- [Document]:
2. There are passages containing promises that clearly do not work. In Isaiah 53 it says "by his stripes we are healed". But of course we aren't. In the new testament we read that if two or three agree in prayer, the prayer will be answered, and if we have faith as small as a mustard seed, we can literally move mountains with prayer. Of course, this is also rubbish, (and please don't try and tell me 'mountain' just means 'large problem').

3. Finally there are those passages that are clearly undefendable, as they contradict what the Bible says elsewhere about God being loving. I submit two examples for you: 1. In Exodus, when Moses and Aaron are demanding the release of the Israelites from Egyptian captivity, God's final plague kills all the firstborn, including innocent children and babies. Imagine George Bush and Tony Blair telling the world that, in order to speed up the Iraq way, the allied air forces would bomb the schools and orphanages instead of the command bunkers and ammo dumps. That would be a war crime and yet here is the God of love doing just that. If God can do all things, he could have struck down each pharoh that said 'no' to Moses' demand, just like God did with Ananias and Saphyra in Acts 5. Eventually, one of the replacement pharohs would have wised up and said yes. God didn't do that and instead killed innocent babies and kids. Great one. The second example is the book of Job. God and Satan are involved in what we in industry call a 'pissing contest' for bragging rights. As a consequence, Job loses his health, his livelihood and all his children. His three friends try to console him, with such wisdom as 'you obviously are guilty of sin because bad things happen when you sin' and 'you must not have had enough faith. (You obviously haven't been to enough church services, revival meetings etc)'. Job dismisses all of this BS. God eventually turns up and answers Job's questions of 'why did this all happen' with this gem: "I'm big and powerful, look at all the big things I created. I could snuff you out in an instance, I'm that powerful. Don't talk to me like that". God THREATENS Job. After all he's put Job through, (don't forget, God TOLD Satan to aflict Job), all God has to say is 'I'm big, don't f**k with me". That's God's message to the bereaved and the hurting who want to know 'why'. Nice one, God!

So, there we are. Let's see how the Christains answer the above. Let them tell us how they can believe in the god as portrayed in the Bible. I'm waiting.

Is God Good?

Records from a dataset
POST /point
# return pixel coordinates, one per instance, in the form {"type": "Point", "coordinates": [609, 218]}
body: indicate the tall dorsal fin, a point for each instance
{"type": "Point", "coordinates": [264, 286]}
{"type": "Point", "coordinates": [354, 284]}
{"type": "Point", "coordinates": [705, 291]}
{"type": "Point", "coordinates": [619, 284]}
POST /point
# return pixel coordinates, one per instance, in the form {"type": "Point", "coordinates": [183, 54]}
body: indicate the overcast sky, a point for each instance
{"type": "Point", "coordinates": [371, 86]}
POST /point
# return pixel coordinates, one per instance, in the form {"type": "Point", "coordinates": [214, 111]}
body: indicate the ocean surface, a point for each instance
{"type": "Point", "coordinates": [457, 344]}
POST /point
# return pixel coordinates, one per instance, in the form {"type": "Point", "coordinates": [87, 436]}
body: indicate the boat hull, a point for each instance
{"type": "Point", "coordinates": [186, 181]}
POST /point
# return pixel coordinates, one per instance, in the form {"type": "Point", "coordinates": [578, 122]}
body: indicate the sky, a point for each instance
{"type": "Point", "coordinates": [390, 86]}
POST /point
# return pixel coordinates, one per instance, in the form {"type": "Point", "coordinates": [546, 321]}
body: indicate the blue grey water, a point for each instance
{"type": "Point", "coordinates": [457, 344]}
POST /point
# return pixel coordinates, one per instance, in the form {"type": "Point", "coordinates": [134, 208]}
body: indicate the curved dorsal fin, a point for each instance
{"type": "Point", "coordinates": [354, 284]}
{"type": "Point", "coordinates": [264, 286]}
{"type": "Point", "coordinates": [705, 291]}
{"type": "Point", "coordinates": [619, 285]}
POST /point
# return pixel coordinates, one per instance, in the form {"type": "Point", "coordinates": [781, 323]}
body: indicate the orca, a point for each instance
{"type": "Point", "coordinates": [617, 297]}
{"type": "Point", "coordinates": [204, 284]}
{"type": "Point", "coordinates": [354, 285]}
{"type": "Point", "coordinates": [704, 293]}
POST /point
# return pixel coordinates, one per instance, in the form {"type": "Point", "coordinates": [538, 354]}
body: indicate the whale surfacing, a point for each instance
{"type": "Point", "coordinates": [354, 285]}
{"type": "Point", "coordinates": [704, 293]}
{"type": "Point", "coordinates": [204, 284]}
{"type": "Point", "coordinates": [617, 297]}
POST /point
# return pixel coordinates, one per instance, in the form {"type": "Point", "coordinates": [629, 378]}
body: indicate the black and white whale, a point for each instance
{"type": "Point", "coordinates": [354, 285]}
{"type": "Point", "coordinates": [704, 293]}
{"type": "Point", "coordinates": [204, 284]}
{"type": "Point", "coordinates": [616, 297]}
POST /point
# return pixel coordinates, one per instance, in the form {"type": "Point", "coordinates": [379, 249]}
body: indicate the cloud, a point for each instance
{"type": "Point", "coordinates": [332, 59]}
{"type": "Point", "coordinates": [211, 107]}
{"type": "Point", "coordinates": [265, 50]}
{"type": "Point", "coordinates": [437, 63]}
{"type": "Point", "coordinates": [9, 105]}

- [What you need to do]:
a) Count the rows that contain the string "dorsal", treating case as significant, and give only the number.
b) Go on with the text criticizing Bible passages, starting after the last line shown.

- [Responses for each task]:
a) 2

b)
sent in by Daniel

As a Christian, I used to think that God defined what was good -- or at least that if he declared something good, then it must be good, or analogously, if he declared something bad, then it was bad. Hence by definitional fiat he could both be perfectly good, and at the same time do things like punishing people in hell which one might otherwise think of terribly cruel and evil. More recently I have questioned that way of seeing God and found it lacking. The following is a short article I wrote on the question. I'm interested in people's thoughts.

Is God Good?

Introduction

Christians frequently proclaim the goodness of God. But what exactly do we mean when we say God is good? We have a general idea of what it means for a person to be good, but do the same or different criteria apply to God? Once we can determine what it means for God to be good, then does he satisfy the criteria? One answer is to ignore the evidence and claim dogmatically that God must satisfy the criteria and so be good. But any religion could do the same with their God. A better way is to look at God’s recorded deeds in the Bible, and determine from these whether or not he is good. This is what I will investigate in this essay.

First let me explain the purpose of my question. Christians hold up God as someone to be worshiped, admired, loved and adored. Why should we have those attitudes and emotions towards God? Is it simply because he is all-powerful and creator? Surely that is insufficient. If he were all-powerful and created us to extract sadistic pleasures from us that should not inspire those attitudes. Say the devil were all-powerful, should we worship him? I would say no, despite the possibility that he might treat us better as a result of groveling before him. For me, the crucial property that God must have before I would admire him is goodness. Without this, worshiping him would be like worshiping whatever tyrant is in charge. This may benefit one, but it is surely a cowardly way to act. Hence, I will seek to understand what good must mean in application to God, and whether or not it does apply.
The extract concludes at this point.